Reading passage:
┌────────

And I agree Kathy. The moral issue is not about persons but about behaviour. And their behaviour is called immoral all over the world and in every religion I know of. So, besides my own feelings about 'bad' and 'good', about their behaviour, which I donn't doubt anymore, there is plenty of support for their immorality from other sources.

But for me the person with NPD-behaviour is also a person.
I saw them suffer also, in their own way. I think it must be a very lonesome existence and I'am very glad I'am not in their shoes.

They seem to be caught in their behaviour and even in the most misserable circumstances their only anwser at last is always fall back on that superiour attitude whitch leaves them nothing at all in the end.
It may take us 1 year, 2 years or 10 years but we can come over it and find ourselfs again, be happy again. They are stuck live-long in this twighlight-zone, leaving a trail of misery but always alone in fact, without real love, friendship and real selfrespect and self-love.

Maybe one day the sources of NPD are know definitly and a real cure is available to them. It would be great for them but above all for their victims.
Till that day there is no use in fighting directly with these people.
You cann't win if your opponent cann't ever lose, doesn't know what it is, or means.
You can only defend yourself by avoiding them or -if nessecary- fight them with their own weapons.
But you can never really win I believe. If you want to do that you have to develope a NPD yourself. And even then their are only losers.

greetings, Gerard

At 7:53 AM, Blogger Kathy said...

If you really love that person, as is generally the case when they are a close friend or a member of your family, you are tempted again and again, to feel sorry for them. Every time you catch them in a moment of self awareness and see how sad and they become, you soften and feel sorry for them.

But eventually you learn to stop doing that. You have to. For it is the stick they handle you by. The moment they see you "weakening" (they view feelings as weakness), gone is their sadness. Oh, joy! They have you "back in their power again!"

Really. It happens every time. Yes even 100 times. Eventually you harden yourself. Because you must. It's a matter of surviving as a human being.

Do they do this calculatingly, to sucker you back to within striking distance? I'm not sure and frankly don't care because it doesn't matter: THEY DO IT.

└────────

[Saved entries]
┌────────

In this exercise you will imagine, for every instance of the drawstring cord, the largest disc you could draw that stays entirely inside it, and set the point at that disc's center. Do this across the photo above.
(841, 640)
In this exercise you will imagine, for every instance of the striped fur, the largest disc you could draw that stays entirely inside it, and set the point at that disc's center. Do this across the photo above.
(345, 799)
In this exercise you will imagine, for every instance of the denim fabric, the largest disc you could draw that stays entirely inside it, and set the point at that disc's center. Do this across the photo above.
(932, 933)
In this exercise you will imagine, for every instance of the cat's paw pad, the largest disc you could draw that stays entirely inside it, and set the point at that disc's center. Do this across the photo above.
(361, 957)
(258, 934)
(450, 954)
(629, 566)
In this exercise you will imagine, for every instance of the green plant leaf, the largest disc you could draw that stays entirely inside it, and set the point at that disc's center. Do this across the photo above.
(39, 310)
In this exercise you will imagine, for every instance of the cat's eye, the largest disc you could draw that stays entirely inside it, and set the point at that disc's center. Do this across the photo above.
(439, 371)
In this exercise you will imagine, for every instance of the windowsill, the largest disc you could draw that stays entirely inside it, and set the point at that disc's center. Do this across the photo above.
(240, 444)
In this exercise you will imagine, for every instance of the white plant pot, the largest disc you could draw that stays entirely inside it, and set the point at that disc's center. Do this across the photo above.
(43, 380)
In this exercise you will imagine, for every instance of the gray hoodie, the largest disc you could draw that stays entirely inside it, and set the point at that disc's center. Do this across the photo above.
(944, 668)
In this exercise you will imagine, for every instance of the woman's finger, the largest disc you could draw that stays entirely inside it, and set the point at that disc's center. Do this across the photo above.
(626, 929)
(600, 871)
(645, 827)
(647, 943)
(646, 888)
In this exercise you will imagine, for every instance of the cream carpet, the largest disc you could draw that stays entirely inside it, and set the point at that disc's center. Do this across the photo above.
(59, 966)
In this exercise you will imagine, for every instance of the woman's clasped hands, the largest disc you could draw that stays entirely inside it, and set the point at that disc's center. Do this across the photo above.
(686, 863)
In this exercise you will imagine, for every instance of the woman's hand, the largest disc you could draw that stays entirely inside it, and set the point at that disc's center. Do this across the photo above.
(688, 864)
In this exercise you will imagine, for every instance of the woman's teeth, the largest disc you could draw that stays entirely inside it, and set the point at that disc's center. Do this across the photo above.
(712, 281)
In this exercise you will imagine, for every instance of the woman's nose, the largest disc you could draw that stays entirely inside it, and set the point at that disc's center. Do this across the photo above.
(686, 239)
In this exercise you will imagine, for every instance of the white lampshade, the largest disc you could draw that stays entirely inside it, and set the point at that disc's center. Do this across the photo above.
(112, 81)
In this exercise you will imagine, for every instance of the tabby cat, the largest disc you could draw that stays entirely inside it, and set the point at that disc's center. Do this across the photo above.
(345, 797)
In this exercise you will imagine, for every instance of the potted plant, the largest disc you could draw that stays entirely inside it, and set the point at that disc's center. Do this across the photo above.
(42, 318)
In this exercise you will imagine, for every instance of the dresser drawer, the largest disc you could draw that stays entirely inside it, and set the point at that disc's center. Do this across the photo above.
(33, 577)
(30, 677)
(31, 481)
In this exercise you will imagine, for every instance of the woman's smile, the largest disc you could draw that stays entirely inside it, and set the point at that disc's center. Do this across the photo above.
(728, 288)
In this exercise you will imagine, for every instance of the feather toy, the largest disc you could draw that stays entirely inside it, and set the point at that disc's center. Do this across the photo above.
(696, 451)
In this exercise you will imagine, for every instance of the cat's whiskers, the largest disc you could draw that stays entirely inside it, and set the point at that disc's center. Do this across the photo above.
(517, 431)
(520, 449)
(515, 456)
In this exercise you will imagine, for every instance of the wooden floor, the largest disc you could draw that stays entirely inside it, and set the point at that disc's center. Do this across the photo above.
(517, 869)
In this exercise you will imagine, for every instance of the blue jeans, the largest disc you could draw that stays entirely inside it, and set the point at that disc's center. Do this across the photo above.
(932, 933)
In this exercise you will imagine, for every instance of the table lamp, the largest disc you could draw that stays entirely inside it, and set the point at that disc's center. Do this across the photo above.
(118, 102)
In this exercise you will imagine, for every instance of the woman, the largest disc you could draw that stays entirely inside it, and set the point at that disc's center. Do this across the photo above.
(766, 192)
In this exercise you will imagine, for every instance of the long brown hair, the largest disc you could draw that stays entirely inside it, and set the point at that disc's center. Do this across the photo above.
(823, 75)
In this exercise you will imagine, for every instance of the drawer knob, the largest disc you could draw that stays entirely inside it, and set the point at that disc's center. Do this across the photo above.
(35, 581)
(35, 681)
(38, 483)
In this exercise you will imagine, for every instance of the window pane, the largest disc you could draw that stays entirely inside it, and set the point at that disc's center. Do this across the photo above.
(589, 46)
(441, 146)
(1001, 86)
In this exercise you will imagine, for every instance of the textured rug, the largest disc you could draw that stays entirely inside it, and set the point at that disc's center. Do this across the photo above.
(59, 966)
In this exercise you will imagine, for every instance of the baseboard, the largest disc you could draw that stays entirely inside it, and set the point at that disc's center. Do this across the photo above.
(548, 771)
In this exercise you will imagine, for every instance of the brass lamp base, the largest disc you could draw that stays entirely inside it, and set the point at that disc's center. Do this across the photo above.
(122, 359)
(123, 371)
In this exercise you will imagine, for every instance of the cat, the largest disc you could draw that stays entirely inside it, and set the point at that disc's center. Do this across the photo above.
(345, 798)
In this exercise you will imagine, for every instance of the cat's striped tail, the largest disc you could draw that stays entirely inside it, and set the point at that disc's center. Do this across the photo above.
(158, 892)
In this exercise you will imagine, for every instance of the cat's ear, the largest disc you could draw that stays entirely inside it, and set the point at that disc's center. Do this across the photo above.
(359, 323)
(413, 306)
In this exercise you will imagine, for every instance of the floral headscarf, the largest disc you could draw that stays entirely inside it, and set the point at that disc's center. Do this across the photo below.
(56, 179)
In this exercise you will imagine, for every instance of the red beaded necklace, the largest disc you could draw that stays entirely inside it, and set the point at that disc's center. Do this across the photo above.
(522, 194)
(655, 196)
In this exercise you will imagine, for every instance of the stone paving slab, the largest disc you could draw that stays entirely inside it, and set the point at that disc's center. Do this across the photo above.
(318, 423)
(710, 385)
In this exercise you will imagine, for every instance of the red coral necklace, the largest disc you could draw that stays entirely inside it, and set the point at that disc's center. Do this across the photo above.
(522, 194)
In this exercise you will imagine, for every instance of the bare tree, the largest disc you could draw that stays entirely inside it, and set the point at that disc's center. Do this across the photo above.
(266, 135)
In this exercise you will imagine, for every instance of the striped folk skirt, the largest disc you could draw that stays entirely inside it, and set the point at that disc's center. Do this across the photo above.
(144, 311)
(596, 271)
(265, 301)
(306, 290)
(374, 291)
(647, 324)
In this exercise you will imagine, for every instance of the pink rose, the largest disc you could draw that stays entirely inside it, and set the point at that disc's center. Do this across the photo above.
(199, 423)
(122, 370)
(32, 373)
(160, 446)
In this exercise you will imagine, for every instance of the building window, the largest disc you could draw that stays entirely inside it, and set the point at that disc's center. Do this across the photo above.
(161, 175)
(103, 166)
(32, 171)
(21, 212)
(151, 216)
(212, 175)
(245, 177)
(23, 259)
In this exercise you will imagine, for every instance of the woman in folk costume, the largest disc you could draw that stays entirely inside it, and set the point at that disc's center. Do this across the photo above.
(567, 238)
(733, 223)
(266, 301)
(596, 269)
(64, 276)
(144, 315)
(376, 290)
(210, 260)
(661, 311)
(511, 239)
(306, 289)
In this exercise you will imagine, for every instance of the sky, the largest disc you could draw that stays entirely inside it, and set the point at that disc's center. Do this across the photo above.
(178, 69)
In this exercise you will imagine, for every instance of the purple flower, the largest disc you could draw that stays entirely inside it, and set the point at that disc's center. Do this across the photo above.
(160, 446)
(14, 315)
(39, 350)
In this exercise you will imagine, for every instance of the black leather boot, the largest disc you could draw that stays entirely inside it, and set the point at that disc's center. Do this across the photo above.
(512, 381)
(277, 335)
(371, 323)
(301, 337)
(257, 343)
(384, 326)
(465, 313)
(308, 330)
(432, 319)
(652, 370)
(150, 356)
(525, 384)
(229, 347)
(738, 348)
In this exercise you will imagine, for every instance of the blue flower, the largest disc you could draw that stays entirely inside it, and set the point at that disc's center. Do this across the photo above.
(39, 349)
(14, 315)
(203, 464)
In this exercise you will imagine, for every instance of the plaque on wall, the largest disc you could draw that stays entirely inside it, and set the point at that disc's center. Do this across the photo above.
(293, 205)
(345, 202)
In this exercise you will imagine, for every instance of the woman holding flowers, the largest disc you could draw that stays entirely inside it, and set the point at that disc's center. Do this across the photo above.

└────────

Problems and tasks:
#1 Please decide whether each statement agrees with the blog comments, answering yes or no and quoting the deciding words: (a) Gerard says the moral issue concerns behavior rather than persons. (b) Kathy says she is sure these people act calculatingly. (c) Gerard believes there is use in fighting these people directly.
#2 According to Kathy in the blog comments, how do these people view feelings?

Answers to the exercises:
#1
(a) Yes: "The moral issue is not about persons but about behaviour."
(b) No: "I'm not sure and frankly don't care because it doesn't matter"
(c) No: "Till that day there is no use in fighting directly with these people."

#2 They view feelings as weakness.